-- Data section follows --

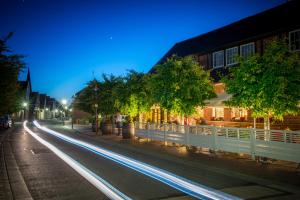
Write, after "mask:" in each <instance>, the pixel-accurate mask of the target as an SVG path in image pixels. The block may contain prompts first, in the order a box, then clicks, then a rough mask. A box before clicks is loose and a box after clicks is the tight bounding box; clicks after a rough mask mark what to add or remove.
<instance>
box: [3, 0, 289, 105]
mask: <svg viewBox="0 0 300 200" xmlns="http://www.w3.org/2000/svg"><path fill="white" fill-rule="evenodd" d="M284 2H285V1H284V0H240V1H238V0H227V1H225V0H224V1H221V0H209V1H204V0H181V1H179V0H172V1H171V0H166V1H164V0H149V1H147V0H145V1H143V0H140V1H125V0H123V1H121V0H107V1H102V0H0V7H1V12H0V17H1V25H0V37H4V36H5V35H6V34H7V33H8V32H10V31H13V32H14V33H15V34H14V36H13V38H12V39H11V40H10V41H9V43H8V45H9V46H10V47H11V49H12V50H13V51H14V52H16V53H19V54H23V55H25V56H26V58H25V61H26V63H27V66H28V67H29V68H30V71H31V78H32V87H33V90H34V91H38V92H41V93H47V94H48V95H50V96H53V97H55V98H57V99H59V100H60V99H62V98H70V97H71V96H72V95H73V94H74V93H76V92H77V91H78V90H80V89H81V88H83V87H84V86H85V85H86V83H87V82H88V81H89V80H91V79H92V78H93V72H94V74H95V76H96V78H100V76H101V74H102V73H112V74H116V75H119V74H125V73H126V70H127V69H135V70H137V71H143V72H147V71H148V70H149V69H150V68H151V67H152V66H153V65H154V64H155V63H156V62H157V61H158V60H159V59H160V58H161V57H162V56H163V55H164V54H165V53H166V52H167V51H168V50H169V49H170V48H171V47H172V46H173V45H174V44H175V43H176V42H179V41H181V40H185V39H188V38H191V37H194V36H197V35H200V34H202V33H205V32H208V31H211V30H213V29H216V28H218V27H221V26H224V25H227V24H229V23H232V22H234V21H237V20H239V19H242V18H244V17H247V16H250V15H253V14H256V13H258V12H261V11H263V10H266V9H269V8H272V7H274V6H276V5H279V4H282V3H284Z"/></svg>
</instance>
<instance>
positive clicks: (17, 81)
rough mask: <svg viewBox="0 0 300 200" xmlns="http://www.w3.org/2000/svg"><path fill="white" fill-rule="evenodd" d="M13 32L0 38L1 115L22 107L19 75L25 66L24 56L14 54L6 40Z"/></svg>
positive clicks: (8, 112) (11, 34)
mask: <svg viewBox="0 0 300 200" xmlns="http://www.w3.org/2000/svg"><path fill="white" fill-rule="evenodd" d="M11 36H12V34H9V35H8V36H7V37H6V38H5V39H0V115H4V114H11V113H14V112H16V111H18V110H19V109H20V101H21V100H20V97H19V95H18V89H19V85H18V75H19V73H20V71H21V70H22V69H23V68H24V67H25V63H24V62H23V60H22V59H23V56H21V55H17V54H12V53H11V51H10V49H9V48H8V47H7V45H6V42H7V39H9V38H10V37H11Z"/></svg>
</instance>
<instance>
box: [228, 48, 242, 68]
mask: <svg viewBox="0 0 300 200" xmlns="http://www.w3.org/2000/svg"><path fill="white" fill-rule="evenodd" d="M238 54H239V49H238V47H232V48H229V49H226V65H227V66H230V65H234V64H236V63H237V56H238Z"/></svg>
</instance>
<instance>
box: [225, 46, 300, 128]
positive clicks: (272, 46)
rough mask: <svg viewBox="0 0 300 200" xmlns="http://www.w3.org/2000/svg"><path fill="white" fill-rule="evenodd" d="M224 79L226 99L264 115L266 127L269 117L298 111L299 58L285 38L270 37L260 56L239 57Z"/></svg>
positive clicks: (265, 126) (299, 83) (296, 112)
mask: <svg viewBox="0 0 300 200" xmlns="http://www.w3.org/2000/svg"><path fill="white" fill-rule="evenodd" d="M230 71H231V73H230V75H229V76H227V77H225V78H224V79H223V82H224V83H225V85H226V91H227V92H228V93H230V94H233V96H232V98H231V99H230V100H229V101H228V102H227V104H228V105H229V106H238V107H243V108H246V109H250V110H251V111H252V116H253V117H254V118H257V117H263V118H264V119H265V120H264V121H265V128H266V129H270V123H269V121H270V120H269V119H270V117H273V118H275V119H278V120H283V116H284V115H287V114H291V115H295V114H297V113H299V107H298V106H299V100H300V90H299V88H300V59H299V54H298V53H294V52H290V51H289V49H288V46H287V44H286V43H285V42H284V41H273V42H271V43H270V44H269V45H268V46H267V48H266V51H265V53H264V54H263V55H262V56H259V55H254V56H252V57H250V58H248V59H240V65H239V66H238V67H236V68H232V69H231V70H230Z"/></svg>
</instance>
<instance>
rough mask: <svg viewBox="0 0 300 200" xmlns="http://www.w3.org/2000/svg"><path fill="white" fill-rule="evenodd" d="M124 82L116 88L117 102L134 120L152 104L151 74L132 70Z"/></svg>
mask: <svg viewBox="0 0 300 200" xmlns="http://www.w3.org/2000/svg"><path fill="white" fill-rule="evenodd" d="M123 80H124V81H123V84H121V85H120V87H118V88H117V89H116V92H117V94H118V98H117V104H118V105H119V108H120V111H121V113H123V114H126V115H128V116H129V121H132V119H133V118H134V117H136V116H137V115H138V114H139V113H140V112H145V111H148V110H149V109H150V107H151V106H152V101H151V97H150V92H151V90H150V87H149V76H148V75H145V74H143V73H139V72H136V71H134V70H130V71H129V73H128V74H127V75H126V77H124V79H123Z"/></svg>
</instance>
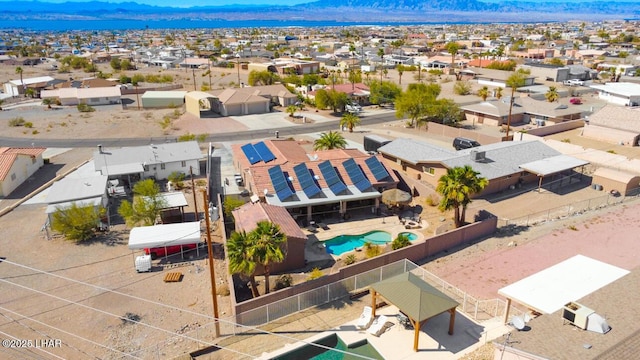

-- Data section concluded --

* _What is expected_: Write out again every line above exactly as given; the pictures do not belong in the copy.

* _Answer to the exercise_:
Write, after "mask:" in each <instance>, the pixel-accurate mask of the target as an SVG path in image pixels. The block may contain prompts first, in the order a box, then clicks, then a rough mask. A box before clicks is loose and a box after clicks is the tight bounding box; clicks after a rough mask mark what to add or remove.
<instance>
box: [3, 0, 289, 105]
mask: <svg viewBox="0 0 300 200" xmlns="http://www.w3.org/2000/svg"><path fill="white" fill-rule="evenodd" d="M284 2H285V1H284V0H240V1H238V0H227V1H225V0H224V1H221V0H209V1H204V0H181V1H179V0H172V1H171V0H166V1H164V0H149V1H147V0H145V1H143V0H140V1H125V0H123V1H121V0H107V1H102V0H0V7H1V12H0V17H1V25H0V37H4V36H5V35H6V34H7V33H8V32H10V31H13V32H14V33H15V34H14V36H13V38H12V39H11V40H10V41H9V43H8V45H9V46H10V47H11V49H12V50H13V51H14V52H16V53H19V54H23V55H25V56H26V58H25V61H26V63H27V66H28V67H29V68H30V71H31V78H32V87H33V90H34V91H38V92H41V93H47V94H48V95H50V96H53V97H55V98H57V99H59V100H60V99H62V98H70V97H71V96H72V95H73V94H74V93H76V92H77V91H78V90H80V89H81V88H83V87H84V86H85V85H86V83H87V82H88V81H89V80H91V79H92V78H93V72H94V74H95V76H96V78H100V76H101V74H102V73H112V74H116V75H119V74H125V73H126V70H127V69H135V70H137V71H143V72H147V71H148V70H149V69H150V68H151V67H152V66H153V65H154V64H155V63H156V62H157V61H158V60H159V59H160V58H161V57H162V56H163V55H164V54H165V53H166V52H167V51H168V50H169V49H170V48H171V47H172V46H173V45H174V44H175V43H176V42H179V41H181V40H185V39H188V38H191V37H194V36H197V35H200V34H202V33H205V32H208V31H211V30H213V29H216V28H218V27H221V26H224V25H227V24H229V23H232V22H234V21H237V20H239V19H242V18H244V17H247V16H250V15H253V14H256V13H258V12H261V11H263V10H266V9H269V8H272V7H274V6H276V5H279V4H282V3H284Z"/></svg>
</instance>
<instance>
positive clicks: (17, 81)
rough mask: <svg viewBox="0 0 300 200" xmlns="http://www.w3.org/2000/svg"><path fill="white" fill-rule="evenodd" d="M13 32L0 38L1 115L22 107L19 75L25 66L24 56L14 54L6 40Z"/></svg>
positive clicks: (8, 112) (11, 34)
mask: <svg viewBox="0 0 300 200" xmlns="http://www.w3.org/2000/svg"><path fill="white" fill-rule="evenodd" d="M11 36H12V34H9V35H8V36H7V37H6V38H5V39H0V115H4V114H11V113H14V112H16V111H18V110H19V109H20V101H21V100H20V97H19V95H18V89H19V85H18V75H19V73H20V71H21V70H22V69H23V68H24V67H25V63H24V62H23V60H22V59H23V56H21V55H17V54H12V53H11V51H10V49H9V48H8V47H7V45H6V42H7V39H9V38H10V37H11Z"/></svg>
</instance>
<instance>
box: [228, 48, 242, 68]
mask: <svg viewBox="0 0 300 200" xmlns="http://www.w3.org/2000/svg"><path fill="white" fill-rule="evenodd" d="M238 54H239V49H238V47H232V48H229V49H226V65H227V66H230V65H234V64H236V63H237V56H238Z"/></svg>
</instance>
<instance>
box: [225, 46, 300, 128]
positive clicks: (272, 46)
rough mask: <svg viewBox="0 0 300 200" xmlns="http://www.w3.org/2000/svg"><path fill="white" fill-rule="evenodd" d="M224 79L226 99L264 115L266 127L269 117L298 111L299 58L285 38L270 37L260 56L239 57Z"/></svg>
positive clicks: (265, 126) (299, 83) (296, 112)
mask: <svg viewBox="0 0 300 200" xmlns="http://www.w3.org/2000/svg"><path fill="white" fill-rule="evenodd" d="M230 71H231V73H230V75H229V76H227V77H225V78H224V79H223V82H224V83H225V85H226V91H227V92H228V93H230V94H233V96H232V98H231V99H230V100H229V101H228V102H227V104H228V105H229V106H238V107H243V108H246V109H250V110H251V111H252V116H253V117H254V118H257V117H263V118H264V119H265V120H264V121H265V128H266V129H270V123H269V121H270V120H269V119H270V117H273V118H275V119H278V120H283V116H284V115H287V114H291V115H295V114H297V113H299V107H298V106H299V100H300V90H299V88H300V59H299V54H298V53H294V52H290V51H289V49H288V46H287V44H286V43H285V42H284V41H273V42H271V43H270V44H269V45H268V46H267V48H266V51H265V53H264V54H263V55H262V56H259V55H254V56H252V57H250V58H248V59H240V65H239V66H238V67H236V68H232V69H231V70H230Z"/></svg>
</instance>
<instance>
rough mask: <svg viewBox="0 0 300 200" xmlns="http://www.w3.org/2000/svg"><path fill="white" fill-rule="evenodd" d="M124 82L116 88L117 102L134 120L152 104L151 74L132 70Z"/></svg>
mask: <svg viewBox="0 0 300 200" xmlns="http://www.w3.org/2000/svg"><path fill="white" fill-rule="evenodd" d="M123 80H124V81H123V84H121V85H120V87H118V88H117V89H116V92H117V94H118V98H117V104H118V105H119V108H120V111H121V113H123V114H126V115H128V116H129V121H132V119H133V118H134V117H136V116H137V115H138V114H139V113H140V112H145V111H148V110H149V109H150V107H151V106H152V101H151V97H150V92H151V90H150V87H149V76H148V75H145V74H143V73H139V72H136V71H134V70H130V71H129V73H128V74H127V75H126V77H124V79H123Z"/></svg>
</instance>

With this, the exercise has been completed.